> [TÂCHE BRÈVE 1]
Traduisez en anglais cette phrase du passage sur l’écologie dans la constitution européenne : « En introduction, pour préciser les conséquences humaines des atteintes à l’environnement, rappelons quelques données : »

---------- PASSAGE EXTRAIT

Publie le mercredi 18 mai 2005 par Open-Publishing

Traité établissant une constitution pour l’Europe - Ecologie

I. Contexte

En introduction, pour préciser les conséquences humaines des atteintes à l’environnement, rappelons quelques données :

- dans le monde, d’après les estimations de l’Organisation Mondiale de la Santé (OMS), les pollutions de l’eau et de l’air provoquent, chaque année, respectivement 5 millions et 3 millions de décès ;

- en Europe, un peu plus de 100 000 décès, chaque année, sont imputables à la pollution de l’air et la dégradation de l’environnement est globalement responsable du décès de 100 000 jeunes, âgés de 0 à 18 ans, par an, ce qui représente plus du tiers des décès observés pour cette classe d’âge [1].

II. Analyse de la constitution européenne

Concernant l’écologie, les parties I « Dispositions fondamentales de la constitution » et II « La charte des droits fondamentaux de l’Union » font référence explicitement au développement durable et à un niveau élevé de protection et d’amélioration de la qualité de l’environnement.
L’écologie est également abordée dans la partie III « Les politiques et le fonctionnement de l’union », en particulier dans la section 5 - Environnement du chapitre III du titre III, mais aussi indirectement dans les sections 4 - Agriculture et pêche et 10 - Energie.

La section 5 mentionne les objectifs suivants :

a) la préservation, la protection et l’amélioration de la qualité de l’environnement ;

b) la protection de la santé des personnes ;

c) l’utilisation prudente et rationnelle des ressources naturelles ;

d) la promotion, sur le plan international, de mesures destinées à faire face aux problèmes régionaux ou planétaires de l’environnement.

--------------------
---------- LIGNES À TRAITER

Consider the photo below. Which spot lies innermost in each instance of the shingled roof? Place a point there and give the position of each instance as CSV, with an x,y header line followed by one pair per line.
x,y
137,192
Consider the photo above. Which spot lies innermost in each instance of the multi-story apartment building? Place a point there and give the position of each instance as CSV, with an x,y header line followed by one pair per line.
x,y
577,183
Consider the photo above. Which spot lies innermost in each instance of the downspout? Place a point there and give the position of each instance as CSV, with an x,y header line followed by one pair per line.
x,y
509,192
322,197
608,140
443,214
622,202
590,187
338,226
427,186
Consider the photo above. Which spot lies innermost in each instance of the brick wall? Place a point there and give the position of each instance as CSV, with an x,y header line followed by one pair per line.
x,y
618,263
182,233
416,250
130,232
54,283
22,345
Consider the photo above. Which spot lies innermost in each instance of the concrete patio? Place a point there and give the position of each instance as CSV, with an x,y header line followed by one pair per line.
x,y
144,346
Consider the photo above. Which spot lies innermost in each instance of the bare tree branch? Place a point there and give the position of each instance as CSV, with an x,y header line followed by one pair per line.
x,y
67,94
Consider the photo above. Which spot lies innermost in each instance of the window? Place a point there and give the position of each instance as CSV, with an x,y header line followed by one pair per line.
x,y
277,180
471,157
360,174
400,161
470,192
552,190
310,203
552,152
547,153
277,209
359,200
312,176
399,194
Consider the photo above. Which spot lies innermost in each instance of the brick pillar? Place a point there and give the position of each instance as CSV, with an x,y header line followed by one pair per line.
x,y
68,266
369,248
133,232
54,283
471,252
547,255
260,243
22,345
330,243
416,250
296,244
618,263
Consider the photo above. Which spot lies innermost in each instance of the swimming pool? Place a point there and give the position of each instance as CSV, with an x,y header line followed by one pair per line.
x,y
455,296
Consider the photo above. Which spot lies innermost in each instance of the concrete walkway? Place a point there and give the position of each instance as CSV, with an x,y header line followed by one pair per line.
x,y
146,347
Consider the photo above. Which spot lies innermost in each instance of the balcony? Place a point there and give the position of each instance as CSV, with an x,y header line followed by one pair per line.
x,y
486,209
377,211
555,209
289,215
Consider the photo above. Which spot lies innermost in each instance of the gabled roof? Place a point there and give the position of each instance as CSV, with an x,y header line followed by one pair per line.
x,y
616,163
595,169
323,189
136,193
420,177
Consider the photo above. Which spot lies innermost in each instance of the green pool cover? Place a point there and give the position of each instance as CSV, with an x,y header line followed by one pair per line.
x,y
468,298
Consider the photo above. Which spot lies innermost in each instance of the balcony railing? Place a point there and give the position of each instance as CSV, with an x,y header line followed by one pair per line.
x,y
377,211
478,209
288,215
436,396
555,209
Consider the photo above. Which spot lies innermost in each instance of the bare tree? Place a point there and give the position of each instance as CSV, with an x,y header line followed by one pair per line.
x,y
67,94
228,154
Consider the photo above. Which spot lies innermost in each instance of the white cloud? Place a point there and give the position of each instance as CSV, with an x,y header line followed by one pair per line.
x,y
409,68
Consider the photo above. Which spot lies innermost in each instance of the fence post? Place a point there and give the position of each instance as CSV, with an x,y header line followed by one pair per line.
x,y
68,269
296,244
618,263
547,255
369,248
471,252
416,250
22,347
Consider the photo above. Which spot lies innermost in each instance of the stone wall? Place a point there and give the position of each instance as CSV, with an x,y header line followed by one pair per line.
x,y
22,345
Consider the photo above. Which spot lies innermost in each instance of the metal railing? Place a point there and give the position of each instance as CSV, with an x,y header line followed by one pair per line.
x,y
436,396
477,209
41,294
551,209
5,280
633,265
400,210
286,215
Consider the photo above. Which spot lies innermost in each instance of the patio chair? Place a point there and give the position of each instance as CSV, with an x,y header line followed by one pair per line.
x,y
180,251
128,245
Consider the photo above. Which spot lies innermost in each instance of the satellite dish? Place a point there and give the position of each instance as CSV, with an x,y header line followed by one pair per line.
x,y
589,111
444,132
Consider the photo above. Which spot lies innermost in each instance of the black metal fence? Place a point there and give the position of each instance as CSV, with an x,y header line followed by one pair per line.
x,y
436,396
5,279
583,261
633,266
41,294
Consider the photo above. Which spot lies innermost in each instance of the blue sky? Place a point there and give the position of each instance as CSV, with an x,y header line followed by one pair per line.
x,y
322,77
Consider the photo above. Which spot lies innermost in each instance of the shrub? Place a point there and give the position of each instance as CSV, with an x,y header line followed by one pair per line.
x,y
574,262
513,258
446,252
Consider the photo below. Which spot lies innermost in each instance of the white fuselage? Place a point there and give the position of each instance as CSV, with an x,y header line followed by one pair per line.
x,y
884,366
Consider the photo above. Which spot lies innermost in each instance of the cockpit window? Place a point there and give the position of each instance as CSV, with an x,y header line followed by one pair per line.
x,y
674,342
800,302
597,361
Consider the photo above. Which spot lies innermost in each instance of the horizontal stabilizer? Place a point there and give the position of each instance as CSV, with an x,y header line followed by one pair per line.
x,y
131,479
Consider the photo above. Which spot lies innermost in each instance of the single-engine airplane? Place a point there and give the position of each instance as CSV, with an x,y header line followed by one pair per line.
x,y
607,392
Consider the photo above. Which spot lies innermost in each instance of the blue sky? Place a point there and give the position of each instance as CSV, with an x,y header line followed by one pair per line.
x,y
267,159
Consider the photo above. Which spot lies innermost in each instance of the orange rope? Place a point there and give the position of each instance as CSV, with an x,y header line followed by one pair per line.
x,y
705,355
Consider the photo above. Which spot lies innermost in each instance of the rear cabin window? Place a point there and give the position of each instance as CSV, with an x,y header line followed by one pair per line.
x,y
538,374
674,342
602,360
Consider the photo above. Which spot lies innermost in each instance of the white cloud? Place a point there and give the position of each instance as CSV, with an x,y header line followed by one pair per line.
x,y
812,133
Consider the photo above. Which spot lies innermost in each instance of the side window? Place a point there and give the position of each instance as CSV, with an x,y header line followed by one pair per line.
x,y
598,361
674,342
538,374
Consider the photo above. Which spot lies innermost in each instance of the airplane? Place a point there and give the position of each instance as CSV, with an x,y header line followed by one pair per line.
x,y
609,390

--------------------

> [TÂCHE BRÈVE 2]
Mettez en liste numérotée le segment des lignes de données compris entre la ligne contenant « of the single-engine » et la fin de ces lignes de données, bornes incluses, sans les lignes vides.

> [RÉPONSE COMPLÈTE 1]
By way of introduction, to clarify the human consequences of damage to the environment, let us recall a few figures:

> [RÉPONSE COMPLÈTE 2]
1. Consider the photo above. Which spot lies innermost in each instance of the single-engine airplane? Place a point there and give the position of each instance as CSV, with an x,y header line followed by one pair per line.
2. x,y
3. 607,392
4. Consider the photo above. Which spot lies innermost in each instance of the blue sky? Place a point there and give the position of each instance as CSV, with an x,y header line followed by one pair per line.
5. x,y
6. 267,159
7. Consider the photo above. Which spot lies innermost in each instance of the orange rope? Place a point there and give the position of each instance as CSV, with an x,y header line followed by one pair per line.
8. x,y
9. 705,355
10. Consider the photo above. Which spot lies innermost in each instance of the rear cabin window? Place a point there and give the position of each instance as CSV, with an x,y header line followed by one pair per line.
11. x,y
12. 538,374
13. 674,342
14. 602,360
15. Consider the photo above. Which spot lies innermost in each instance of the white cloud? Place a point there and give the position of each instance as CSV, with an x,y header line followed by one pair per line.
16. x,y
17. 812,133
18. Consider the photo above. Which spot lies innermost in each instance of the side window? Place a point there and give the position of each instance as CSV, with an x,y header line followed by one pair per line.
19. x,y
20. 598,361
21. 674,342
22. 538,374
23. Consider the photo above. Which spot lies innermost in each instance of the airplane? Place a point there and give the position of each instance as CSV, with an x,y header line followed by one pair per line.
24. x,y
25. 609,390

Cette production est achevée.